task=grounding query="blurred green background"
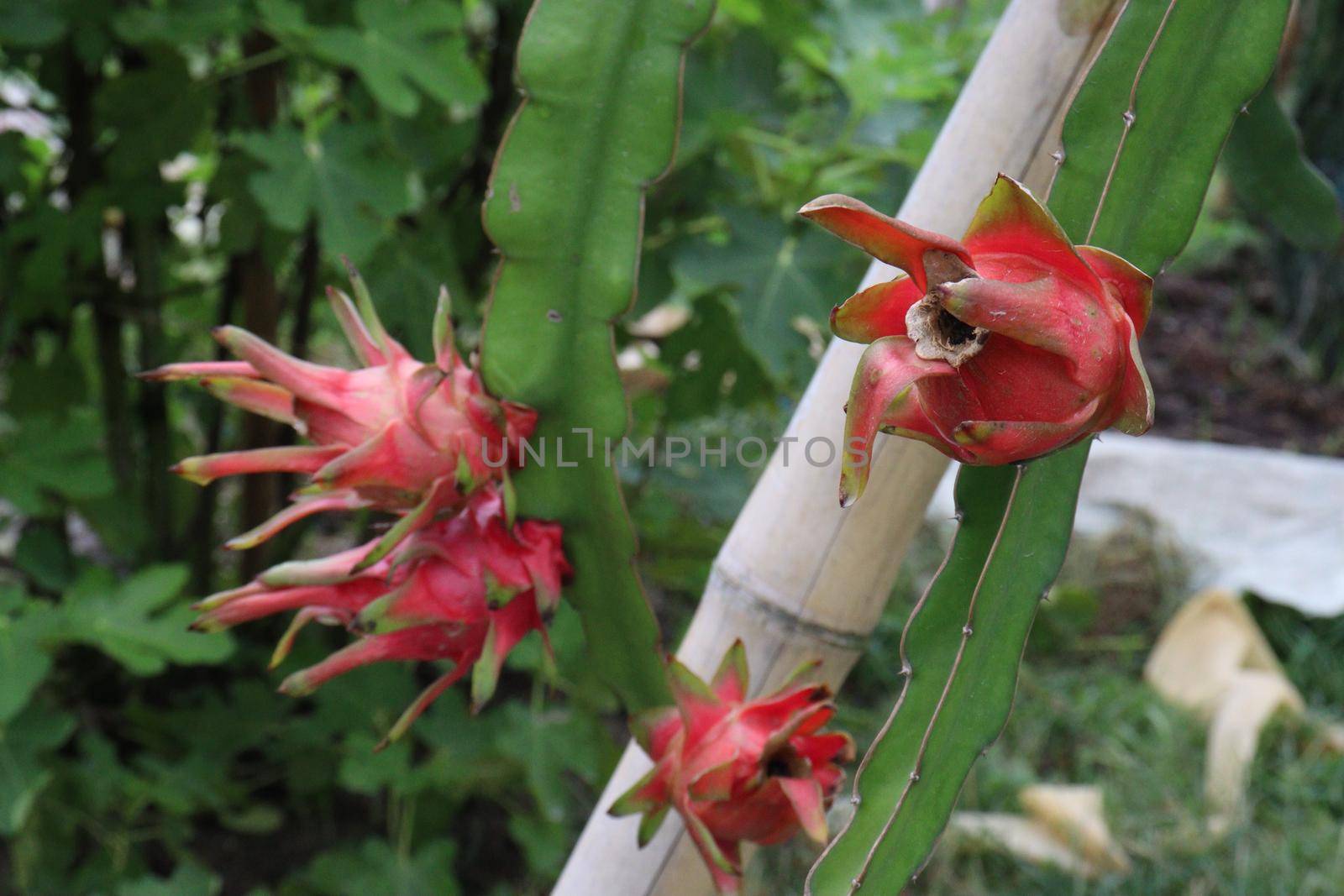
[0,0,1344,896]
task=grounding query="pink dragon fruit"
[610,641,853,893]
[800,175,1153,505]
[141,259,536,564]
[192,485,570,743]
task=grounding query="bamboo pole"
[553,0,1109,896]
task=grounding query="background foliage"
[0,0,1344,896]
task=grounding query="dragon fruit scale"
[800,175,1153,505]
[192,485,570,743]
[609,641,853,893]
[141,259,536,563]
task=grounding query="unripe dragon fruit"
[192,485,570,740]
[610,641,853,893]
[800,175,1153,505]
[141,259,536,564]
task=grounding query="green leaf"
[659,294,774,422]
[482,0,712,710]
[1050,0,1288,273]
[0,589,55,726]
[806,0,1289,896]
[0,0,67,47]
[0,408,114,516]
[672,210,863,381]
[0,705,76,837]
[302,840,462,896]
[13,520,74,591]
[62,564,233,676]
[262,0,488,116]
[94,47,215,187]
[117,862,223,896]
[1223,90,1344,251]
[237,123,412,265]
[113,0,246,47]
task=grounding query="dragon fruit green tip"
[798,175,1153,505]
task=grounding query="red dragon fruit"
[193,485,570,741]
[610,641,853,893]
[800,175,1153,505]
[141,259,536,563]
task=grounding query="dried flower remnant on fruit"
[610,641,853,893]
[800,175,1153,505]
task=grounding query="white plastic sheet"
[929,432,1344,616]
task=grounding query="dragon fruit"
[609,641,853,893]
[141,259,536,564]
[192,485,570,741]
[800,175,1153,505]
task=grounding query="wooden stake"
[553,0,1111,896]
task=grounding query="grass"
[746,518,1344,896]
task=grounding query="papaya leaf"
[1223,90,1344,251]
[481,0,712,712]
[806,0,1289,896]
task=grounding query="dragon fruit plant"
[798,175,1153,506]
[143,269,570,743]
[192,484,570,744]
[141,262,536,565]
[609,641,853,893]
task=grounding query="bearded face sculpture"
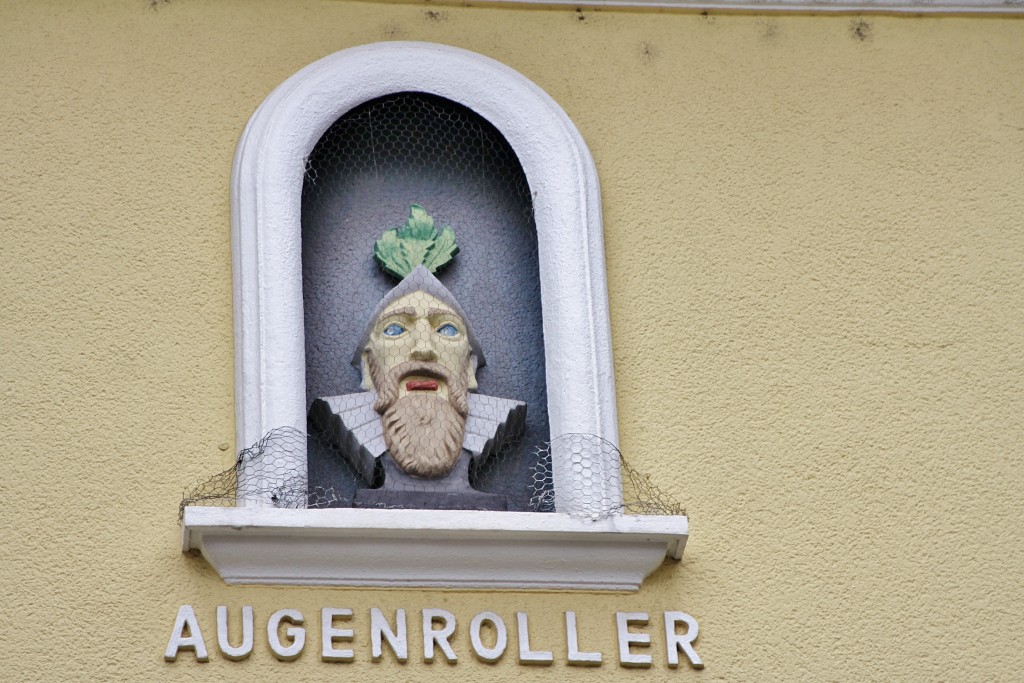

▶ **THE REQUEST**: Write out all of the data above again, swapping every "dragon fruit" for "pitaya" and changing nothing else. Leave the pictures out.

▶ **IN RESPONSE**:
task=grounding query="blurred green background"
[0,0,1344,896]
task=grounding query="pink pitaya"
[610,641,853,893]
[800,175,1153,505]
[141,259,536,564]
[192,485,570,743]
task=grounding query="bamboo pole"
[553,0,1109,896]
task=grounding query="background foliage"
[0,0,1344,896]
task=grounding query="pitaya scale"
[800,175,1153,505]
[192,485,570,743]
[609,641,853,893]
[141,259,536,563]
task=grounding query="unripe pitaya"
[192,485,570,740]
[610,641,853,893]
[800,175,1153,505]
[141,259,536,564]
task=grounding query="green leaf"
[659,294,774,422]
[482,0,712,710]
[1050,0,1288,273]
[0,589,55,726]
[806,0,1289,896]
[0,0,67,47]
[0,408,114,516]
[672,210,863,381]
[0,705,76,837]
[302,840,462,896]
[13,520,74,591]
[62,564,233,676]
[262,0,488,116]
[94,47,215,187]
[117,862,223,896]
[1223,90,1344,251]
[237,123,412,265]
[113,0,246,47]
task=grounding query="pitaya green tip"
[798,175,1153,505]
task=grounding query="red pitaya"
[193,485,570,741]
[610,641,853,893]
[800,175,1153,505]
[141,259,536,563]
task=grounding query="dried flower remnant on fruit"
[610,641,853,893]
[800,175,1153,505]
task=grounding query="white plastic sheet"
[929,432,1344,616]
task=grounding query="pitaya"
[609,641,853,893]
[141,259,536,564]
[192,485,570,741]
[800,175,1153,505]
task=grounding query="wooden stake"
[553,0,1111,896]
task=grounding query="grass"
[746,518,1344,896]
task=grounding query="papaya leaf"
[1223,90,1344,251]
[481,0,712,712]
[806,0,1289,896]
task=grounding query="pitaya plant"
[798,175,1153,506]
[143,269,570,743]
[192,484,570,744]
[141,262,536,565]
[609,641,853,893]
task=grounding query="bearded face sculpture"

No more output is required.